> **WHAT TO DO**: Could you gather every line of the data below that contains the word "ornament"?

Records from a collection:
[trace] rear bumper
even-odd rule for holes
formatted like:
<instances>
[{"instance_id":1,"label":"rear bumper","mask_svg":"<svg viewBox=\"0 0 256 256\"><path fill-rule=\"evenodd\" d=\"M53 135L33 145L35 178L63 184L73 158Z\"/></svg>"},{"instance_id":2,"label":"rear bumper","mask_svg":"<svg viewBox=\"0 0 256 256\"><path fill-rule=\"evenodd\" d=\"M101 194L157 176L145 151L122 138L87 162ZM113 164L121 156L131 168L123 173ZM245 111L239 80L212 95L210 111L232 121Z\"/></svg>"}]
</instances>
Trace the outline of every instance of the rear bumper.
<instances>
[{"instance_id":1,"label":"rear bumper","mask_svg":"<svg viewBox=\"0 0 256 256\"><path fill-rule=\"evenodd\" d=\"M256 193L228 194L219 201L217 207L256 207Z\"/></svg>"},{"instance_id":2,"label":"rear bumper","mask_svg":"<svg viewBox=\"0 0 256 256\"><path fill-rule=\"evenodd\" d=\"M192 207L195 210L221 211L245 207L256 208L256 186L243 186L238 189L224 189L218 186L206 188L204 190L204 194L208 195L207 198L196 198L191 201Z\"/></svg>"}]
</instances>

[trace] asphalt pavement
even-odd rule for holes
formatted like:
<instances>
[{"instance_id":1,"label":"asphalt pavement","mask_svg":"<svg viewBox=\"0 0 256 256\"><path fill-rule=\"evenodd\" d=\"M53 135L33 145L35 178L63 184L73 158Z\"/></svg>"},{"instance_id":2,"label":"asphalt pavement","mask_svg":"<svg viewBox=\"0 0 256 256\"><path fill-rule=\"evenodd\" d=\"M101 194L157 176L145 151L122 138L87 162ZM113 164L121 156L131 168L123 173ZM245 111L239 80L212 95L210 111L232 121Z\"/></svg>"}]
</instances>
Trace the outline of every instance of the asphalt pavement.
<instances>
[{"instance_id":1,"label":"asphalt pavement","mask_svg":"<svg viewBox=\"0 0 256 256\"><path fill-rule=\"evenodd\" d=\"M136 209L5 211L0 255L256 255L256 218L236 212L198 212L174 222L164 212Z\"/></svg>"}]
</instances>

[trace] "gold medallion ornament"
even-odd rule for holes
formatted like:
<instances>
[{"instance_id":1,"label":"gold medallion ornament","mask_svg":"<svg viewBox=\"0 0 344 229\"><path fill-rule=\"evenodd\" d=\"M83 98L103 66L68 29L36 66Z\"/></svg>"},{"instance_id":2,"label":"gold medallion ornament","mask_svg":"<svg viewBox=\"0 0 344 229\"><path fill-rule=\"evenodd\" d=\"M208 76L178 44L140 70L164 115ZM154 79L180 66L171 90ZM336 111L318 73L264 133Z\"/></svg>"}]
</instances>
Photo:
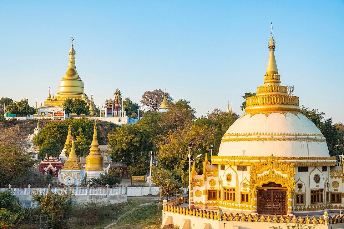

> **REPLY**:
[trace] "gold medallion ornament"
[{"instance_id":1,"label":"gold medallion ornament","mask_svg":"<svg viewBox=\"0 0 344 229\"><path fill-rule=\"evenodd\" d=\"M83 98L103 66L68 29L36 66Z\"/></svg>"},{"instance_id":2,"label":"gold medallion ornament","mask_svg":"<svg viewBox=\"0 0 344 229\"><path fill-rule=\"evenodd\" d=\"M208 76L178 44L140 70L164 115ZM154 79L180 66L171 90ZM336 111L318 73L264 133Z\"/></svg>"}]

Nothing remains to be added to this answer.